*OBJETIVO INDICADO 1*
Enumere todas as siglas que surgem no excerto sobre o controlo judicial da atividade administrativa.

*EXCERTO DO DOCUMENTO*
::::

Para além disto, a intromissão judicial nas decisões
tomadas pela AP, levariam ao surgimento
de uma dupla AP, com o tratamento do mérito em duas funções estaduais.
Assim sendo, o controlo judicial sobre a actividade
administrativa só pode incidir sobre a legalidade e não sobre o mérito das
decisões, pois isto já integra o cerne da função administrativa, para a qual a
AP se encontra estritamente vocacionada.
Outro argumento a favor disto, é que no nosso sistema
vigora a regra da livre revogabilidade
dos actos administrativos (169º/1 CPA), diz-se então que uma escolha de mérito,
deve poder ser revogada ou substituída para que o interesse público, em
constante mudança, possa ser satisfeito da maneira mais adequada, pelo
contrario, para segurança do sistema jurídico, as sentenças judiciais quando
ganham força de caso julgado, já não podem ser revogadas.
Isto significaria que o alargamento dos poderes do Tribunal
aos actos praticados ao abrigo da margem de livre decisão da AP, ganhariam força de caso julgado, o que não parece adequado,
atendendo à evolução constante das necessidades colectivas.
A margem de livre decisão, não é totalmente livre,
pois pode ser sempre controlada pelos Tribunais, em todos os aspectos que digam
respeito à legalidade, e já não aqueles que digam respeito ao mérito, cabe
então destrinçar estes aspectos numa norma.
Outro argumento utilizado pelo STA, que de resto,
tivemos ocasião de ver criticado no cometário de Sérvulo Correia ao acórdão do
STA de 17/01/2007, é a impossibilidade do controlo contencioso
quando está em causa uma margem de livre apreciação.
Este argumento foi de resto utilizado por muita
doutrina, para defender que o Tribunal não era competente para sindicar a
margem de livre apreciação, uma vez que a sua função é lidar com técnicas jurídicas,
estando despreparados para tomar decisões que envolvam juízos técnicos e de valoração, que apelam à experiência nesta
função, e que o Tribunal não tem.
Contudo, apesar de concordar com a solução, Sérvulo
Correia não concorda com os argumentos prestados, porque ao afirmá-lo, estar-se-ia
a dizer que os STA não julgam os actos praticadas ao abrigo da margem de livre
apreciação da AP, por falta de conhecimentos
extrajurídicos necessários, e isto corresponderia a uma negação da justiça, garantida como
dissemos pela nossa Constituição. Convém lembrar que os Tribunais estão possibilitados
por lei de recorrer a peritos, justamente para elucidação acerca de matérias
que envolvam conhecimentos técnicos em áreas específicas.
Além disto, os Tribunais, sempre podem julgar a margem de livre apreciação, em casos de erro manifesto, através do princípio da proporcionalidade na vertente
da adequação.

::::

[Entradas de dados]
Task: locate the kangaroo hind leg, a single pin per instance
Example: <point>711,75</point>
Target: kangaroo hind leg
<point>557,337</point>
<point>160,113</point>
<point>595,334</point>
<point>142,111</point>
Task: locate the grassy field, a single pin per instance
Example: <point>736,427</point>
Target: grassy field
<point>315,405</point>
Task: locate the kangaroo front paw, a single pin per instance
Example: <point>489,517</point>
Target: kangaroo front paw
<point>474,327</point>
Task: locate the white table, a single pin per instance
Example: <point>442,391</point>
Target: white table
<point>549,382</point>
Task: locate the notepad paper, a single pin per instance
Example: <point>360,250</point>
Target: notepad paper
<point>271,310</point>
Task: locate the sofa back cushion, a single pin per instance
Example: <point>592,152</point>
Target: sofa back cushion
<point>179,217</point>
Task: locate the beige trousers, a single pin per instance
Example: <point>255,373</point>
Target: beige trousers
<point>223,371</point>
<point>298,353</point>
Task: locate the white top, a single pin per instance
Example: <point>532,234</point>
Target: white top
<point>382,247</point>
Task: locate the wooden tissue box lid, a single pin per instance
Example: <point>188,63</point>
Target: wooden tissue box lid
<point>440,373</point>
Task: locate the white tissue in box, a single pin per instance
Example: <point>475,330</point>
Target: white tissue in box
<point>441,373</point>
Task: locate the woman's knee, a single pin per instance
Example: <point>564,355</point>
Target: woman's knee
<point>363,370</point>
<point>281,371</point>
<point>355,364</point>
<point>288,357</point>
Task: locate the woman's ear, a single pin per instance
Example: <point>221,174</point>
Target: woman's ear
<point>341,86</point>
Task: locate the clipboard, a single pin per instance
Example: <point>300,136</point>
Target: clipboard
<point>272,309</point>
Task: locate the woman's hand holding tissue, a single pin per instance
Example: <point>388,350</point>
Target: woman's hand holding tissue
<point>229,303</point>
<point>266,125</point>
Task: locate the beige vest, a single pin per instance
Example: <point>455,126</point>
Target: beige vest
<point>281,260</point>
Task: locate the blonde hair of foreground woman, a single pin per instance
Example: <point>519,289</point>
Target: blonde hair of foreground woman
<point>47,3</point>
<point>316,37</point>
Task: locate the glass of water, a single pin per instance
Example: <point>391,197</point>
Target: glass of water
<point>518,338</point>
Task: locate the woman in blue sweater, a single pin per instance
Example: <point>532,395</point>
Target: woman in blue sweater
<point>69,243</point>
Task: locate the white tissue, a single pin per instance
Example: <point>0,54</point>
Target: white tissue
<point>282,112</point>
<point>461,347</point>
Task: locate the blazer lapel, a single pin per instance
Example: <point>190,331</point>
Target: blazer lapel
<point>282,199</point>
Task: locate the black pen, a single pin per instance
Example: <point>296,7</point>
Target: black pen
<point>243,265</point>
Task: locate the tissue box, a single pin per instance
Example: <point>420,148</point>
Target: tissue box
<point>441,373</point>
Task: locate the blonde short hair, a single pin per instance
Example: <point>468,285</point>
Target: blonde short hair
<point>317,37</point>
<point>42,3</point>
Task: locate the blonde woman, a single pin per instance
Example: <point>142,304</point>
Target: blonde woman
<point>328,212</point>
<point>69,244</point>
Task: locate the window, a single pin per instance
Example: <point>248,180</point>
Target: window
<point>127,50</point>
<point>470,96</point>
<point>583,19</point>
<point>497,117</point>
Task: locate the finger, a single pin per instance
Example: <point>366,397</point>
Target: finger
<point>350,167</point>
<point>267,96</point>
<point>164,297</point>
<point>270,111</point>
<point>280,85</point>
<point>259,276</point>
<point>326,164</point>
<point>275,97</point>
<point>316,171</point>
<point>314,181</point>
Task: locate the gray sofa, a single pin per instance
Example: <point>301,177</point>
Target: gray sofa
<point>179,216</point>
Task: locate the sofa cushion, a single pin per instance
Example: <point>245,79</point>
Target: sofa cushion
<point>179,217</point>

::::

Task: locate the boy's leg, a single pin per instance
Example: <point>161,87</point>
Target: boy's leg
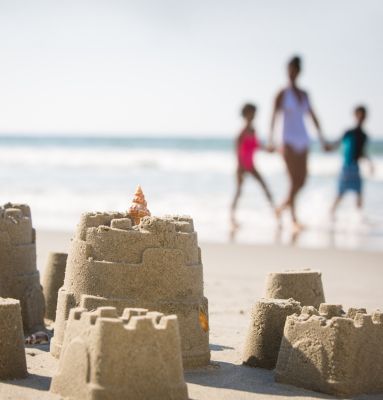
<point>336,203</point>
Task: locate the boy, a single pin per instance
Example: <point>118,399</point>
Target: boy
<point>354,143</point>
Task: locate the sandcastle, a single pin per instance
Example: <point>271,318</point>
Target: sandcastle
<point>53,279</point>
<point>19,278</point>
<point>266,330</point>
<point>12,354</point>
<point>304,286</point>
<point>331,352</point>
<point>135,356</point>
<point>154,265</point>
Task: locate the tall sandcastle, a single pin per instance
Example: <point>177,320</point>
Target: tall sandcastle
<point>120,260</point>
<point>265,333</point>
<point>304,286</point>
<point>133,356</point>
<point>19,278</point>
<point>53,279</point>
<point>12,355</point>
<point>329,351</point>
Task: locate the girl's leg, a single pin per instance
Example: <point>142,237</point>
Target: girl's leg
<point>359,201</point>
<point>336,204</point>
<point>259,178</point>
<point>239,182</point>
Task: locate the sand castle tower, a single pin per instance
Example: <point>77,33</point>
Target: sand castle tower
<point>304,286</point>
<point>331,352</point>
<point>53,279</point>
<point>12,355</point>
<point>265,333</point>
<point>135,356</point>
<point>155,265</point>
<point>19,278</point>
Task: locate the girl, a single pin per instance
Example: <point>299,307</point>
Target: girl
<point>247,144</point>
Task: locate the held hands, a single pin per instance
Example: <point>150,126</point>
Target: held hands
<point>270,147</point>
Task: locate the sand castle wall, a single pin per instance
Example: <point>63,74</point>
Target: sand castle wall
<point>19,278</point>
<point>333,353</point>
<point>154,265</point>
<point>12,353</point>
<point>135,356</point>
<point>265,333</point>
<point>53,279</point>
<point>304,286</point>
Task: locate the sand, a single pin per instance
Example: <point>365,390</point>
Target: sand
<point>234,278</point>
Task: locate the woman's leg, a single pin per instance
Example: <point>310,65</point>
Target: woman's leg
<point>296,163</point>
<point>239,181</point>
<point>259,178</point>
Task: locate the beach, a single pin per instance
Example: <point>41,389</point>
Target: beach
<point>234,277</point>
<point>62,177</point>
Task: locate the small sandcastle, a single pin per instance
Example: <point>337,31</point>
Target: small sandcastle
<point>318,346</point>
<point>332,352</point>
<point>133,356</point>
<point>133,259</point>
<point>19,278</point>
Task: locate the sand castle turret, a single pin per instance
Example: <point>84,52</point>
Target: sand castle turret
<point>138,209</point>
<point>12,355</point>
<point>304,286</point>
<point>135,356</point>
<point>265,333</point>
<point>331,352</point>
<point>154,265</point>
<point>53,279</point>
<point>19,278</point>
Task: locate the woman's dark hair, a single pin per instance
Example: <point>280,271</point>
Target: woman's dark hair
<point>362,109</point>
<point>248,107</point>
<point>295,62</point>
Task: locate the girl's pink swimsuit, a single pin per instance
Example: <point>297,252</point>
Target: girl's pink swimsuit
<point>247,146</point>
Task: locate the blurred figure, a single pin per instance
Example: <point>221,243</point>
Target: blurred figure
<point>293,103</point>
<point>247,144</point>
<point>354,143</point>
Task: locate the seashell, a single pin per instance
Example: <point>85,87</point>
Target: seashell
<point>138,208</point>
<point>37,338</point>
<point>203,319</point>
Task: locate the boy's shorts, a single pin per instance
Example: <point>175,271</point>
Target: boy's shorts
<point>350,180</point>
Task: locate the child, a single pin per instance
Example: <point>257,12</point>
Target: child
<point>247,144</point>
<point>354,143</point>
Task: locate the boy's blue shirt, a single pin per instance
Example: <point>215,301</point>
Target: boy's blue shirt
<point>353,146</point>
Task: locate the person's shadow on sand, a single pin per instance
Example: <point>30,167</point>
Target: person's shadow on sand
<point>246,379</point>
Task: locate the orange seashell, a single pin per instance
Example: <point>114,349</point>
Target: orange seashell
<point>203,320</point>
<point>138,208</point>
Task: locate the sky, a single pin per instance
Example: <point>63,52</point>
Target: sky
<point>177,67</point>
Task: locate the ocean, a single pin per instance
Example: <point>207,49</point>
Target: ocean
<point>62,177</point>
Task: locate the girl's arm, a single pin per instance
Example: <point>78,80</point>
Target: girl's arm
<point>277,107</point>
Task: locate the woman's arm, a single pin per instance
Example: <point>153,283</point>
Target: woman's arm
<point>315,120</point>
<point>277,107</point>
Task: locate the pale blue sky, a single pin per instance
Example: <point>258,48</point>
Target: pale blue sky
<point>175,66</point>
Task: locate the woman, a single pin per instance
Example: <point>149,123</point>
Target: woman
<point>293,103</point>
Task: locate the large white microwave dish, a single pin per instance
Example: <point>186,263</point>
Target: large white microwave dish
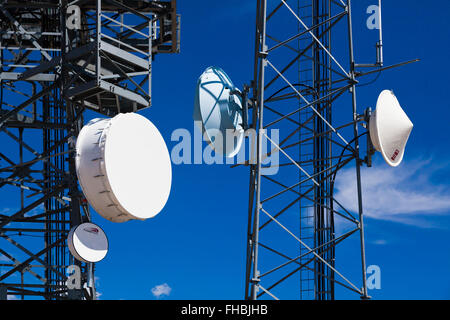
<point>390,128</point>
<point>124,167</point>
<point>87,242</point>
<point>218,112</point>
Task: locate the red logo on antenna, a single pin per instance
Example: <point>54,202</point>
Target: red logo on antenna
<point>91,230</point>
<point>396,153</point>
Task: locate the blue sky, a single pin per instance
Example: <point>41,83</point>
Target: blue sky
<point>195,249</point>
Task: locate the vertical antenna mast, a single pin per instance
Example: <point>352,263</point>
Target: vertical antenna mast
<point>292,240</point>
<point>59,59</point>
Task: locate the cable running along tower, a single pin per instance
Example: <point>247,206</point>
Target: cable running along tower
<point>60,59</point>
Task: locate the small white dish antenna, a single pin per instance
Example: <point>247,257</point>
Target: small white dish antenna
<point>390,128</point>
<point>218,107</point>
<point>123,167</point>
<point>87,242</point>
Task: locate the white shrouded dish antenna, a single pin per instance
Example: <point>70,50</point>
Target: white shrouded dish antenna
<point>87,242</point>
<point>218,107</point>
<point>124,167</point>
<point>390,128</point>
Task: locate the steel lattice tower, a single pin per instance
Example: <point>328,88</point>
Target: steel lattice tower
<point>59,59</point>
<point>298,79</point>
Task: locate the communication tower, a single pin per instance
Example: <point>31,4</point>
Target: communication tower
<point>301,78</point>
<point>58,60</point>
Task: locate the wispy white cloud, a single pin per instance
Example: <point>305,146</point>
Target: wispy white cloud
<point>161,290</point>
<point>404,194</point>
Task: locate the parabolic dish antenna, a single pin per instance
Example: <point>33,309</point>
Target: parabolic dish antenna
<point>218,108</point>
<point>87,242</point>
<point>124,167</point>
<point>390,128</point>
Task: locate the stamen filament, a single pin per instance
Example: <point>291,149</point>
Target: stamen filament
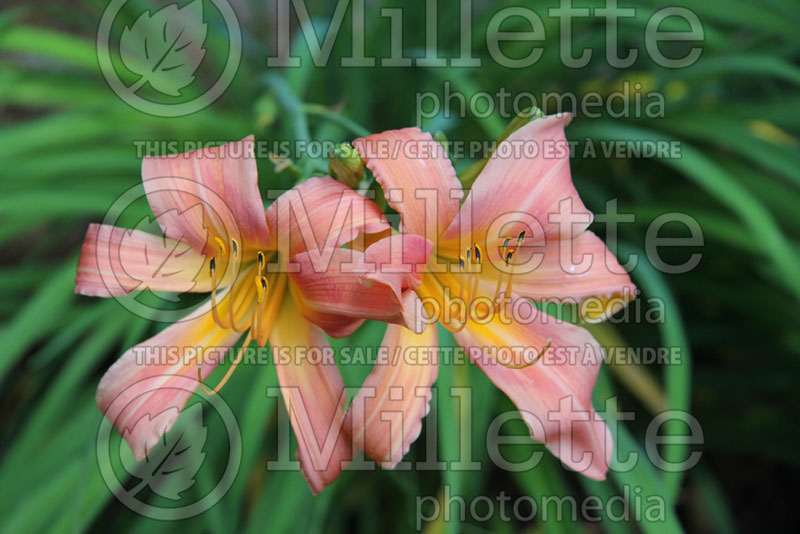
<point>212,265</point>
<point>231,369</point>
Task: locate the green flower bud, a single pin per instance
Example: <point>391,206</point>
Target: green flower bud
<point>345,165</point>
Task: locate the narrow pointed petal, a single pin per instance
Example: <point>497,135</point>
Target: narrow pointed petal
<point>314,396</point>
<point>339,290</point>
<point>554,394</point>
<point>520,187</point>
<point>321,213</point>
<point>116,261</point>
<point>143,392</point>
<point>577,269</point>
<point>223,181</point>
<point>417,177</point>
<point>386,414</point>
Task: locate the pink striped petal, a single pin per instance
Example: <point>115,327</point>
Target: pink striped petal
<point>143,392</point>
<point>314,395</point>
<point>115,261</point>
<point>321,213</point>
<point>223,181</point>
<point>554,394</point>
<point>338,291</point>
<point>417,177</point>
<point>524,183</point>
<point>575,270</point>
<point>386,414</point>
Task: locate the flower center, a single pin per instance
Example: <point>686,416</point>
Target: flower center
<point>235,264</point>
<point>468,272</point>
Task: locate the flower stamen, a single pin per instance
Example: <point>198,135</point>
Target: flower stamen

::::

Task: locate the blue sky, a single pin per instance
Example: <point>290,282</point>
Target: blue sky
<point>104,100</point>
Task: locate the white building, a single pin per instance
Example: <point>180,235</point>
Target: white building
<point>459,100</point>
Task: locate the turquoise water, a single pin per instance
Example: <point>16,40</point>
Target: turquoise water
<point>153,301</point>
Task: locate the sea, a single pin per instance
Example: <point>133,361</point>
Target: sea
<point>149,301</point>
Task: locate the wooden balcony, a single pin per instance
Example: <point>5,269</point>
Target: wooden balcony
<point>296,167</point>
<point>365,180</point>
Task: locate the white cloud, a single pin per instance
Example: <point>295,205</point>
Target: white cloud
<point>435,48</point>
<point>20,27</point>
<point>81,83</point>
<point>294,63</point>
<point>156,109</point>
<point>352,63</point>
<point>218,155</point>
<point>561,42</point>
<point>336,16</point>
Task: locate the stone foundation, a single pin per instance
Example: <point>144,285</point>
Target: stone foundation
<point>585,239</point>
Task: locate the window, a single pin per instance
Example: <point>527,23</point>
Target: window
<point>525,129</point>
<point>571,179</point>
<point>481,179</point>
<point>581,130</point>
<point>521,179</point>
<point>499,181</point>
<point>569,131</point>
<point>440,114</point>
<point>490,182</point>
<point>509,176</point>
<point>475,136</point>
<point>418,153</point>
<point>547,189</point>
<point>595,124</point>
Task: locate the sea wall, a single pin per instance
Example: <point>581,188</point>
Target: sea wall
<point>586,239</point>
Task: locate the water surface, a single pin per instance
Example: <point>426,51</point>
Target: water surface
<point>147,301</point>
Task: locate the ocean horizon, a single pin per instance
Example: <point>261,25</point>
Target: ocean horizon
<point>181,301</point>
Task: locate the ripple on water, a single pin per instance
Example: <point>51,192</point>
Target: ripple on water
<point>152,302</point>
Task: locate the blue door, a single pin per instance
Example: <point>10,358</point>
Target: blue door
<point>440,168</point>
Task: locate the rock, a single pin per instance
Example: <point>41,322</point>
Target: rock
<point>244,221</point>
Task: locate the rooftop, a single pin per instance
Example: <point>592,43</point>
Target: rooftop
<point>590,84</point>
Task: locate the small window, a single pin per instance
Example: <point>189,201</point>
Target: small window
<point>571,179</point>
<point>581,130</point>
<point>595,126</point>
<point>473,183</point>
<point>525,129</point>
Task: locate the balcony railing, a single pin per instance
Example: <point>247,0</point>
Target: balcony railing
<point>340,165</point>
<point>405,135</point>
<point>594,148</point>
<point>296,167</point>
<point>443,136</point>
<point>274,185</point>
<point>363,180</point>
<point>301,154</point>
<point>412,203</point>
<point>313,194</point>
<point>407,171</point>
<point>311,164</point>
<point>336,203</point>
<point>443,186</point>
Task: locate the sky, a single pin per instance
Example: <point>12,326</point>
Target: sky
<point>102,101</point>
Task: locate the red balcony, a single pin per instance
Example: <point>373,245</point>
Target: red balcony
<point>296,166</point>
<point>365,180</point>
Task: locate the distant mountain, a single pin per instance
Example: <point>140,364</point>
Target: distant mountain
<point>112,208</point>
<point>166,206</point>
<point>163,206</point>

::::

*OBJETIVO INDICADO 2*
Devolva, sem qualquer alteração, o trecho das entradas que vai da linha que contém "Task: locate the kangaroo hind" até à linha que contém "<point>271,310</point>", ambas incluídas.

*RESPOSTA ESCRITA 1*
AP, CPA e STA.

*RESPOSTA ESCRITA 2*
Task: locate the kangaroo hind leg, a single pin per instance
Example: <point>711,75</point>
Target: kangaroo hind leg
<point>557,337</point>
<point>160,113</point>
<point>595,334</point>
<point>142,111</point>
Task: locate the grassy field, a single pin per instance
Example: <point>736,427</point>
Target: grassy field
<point>315,405</point>
Task: locate the kangaroo front paw, a single pin per instance
Example: <point>489,517</point>
Target: kangaroo front paw
<point>474,327</point>
Task: locate the white table, a single pin per instance
Example: <point>442,391</point>
Target: white table
<point>549,382</point>
Task: locate the notepad paper, a single pin per instance
Example: <point>360,250</point>
Target: notepad paper
<point>271,310</point>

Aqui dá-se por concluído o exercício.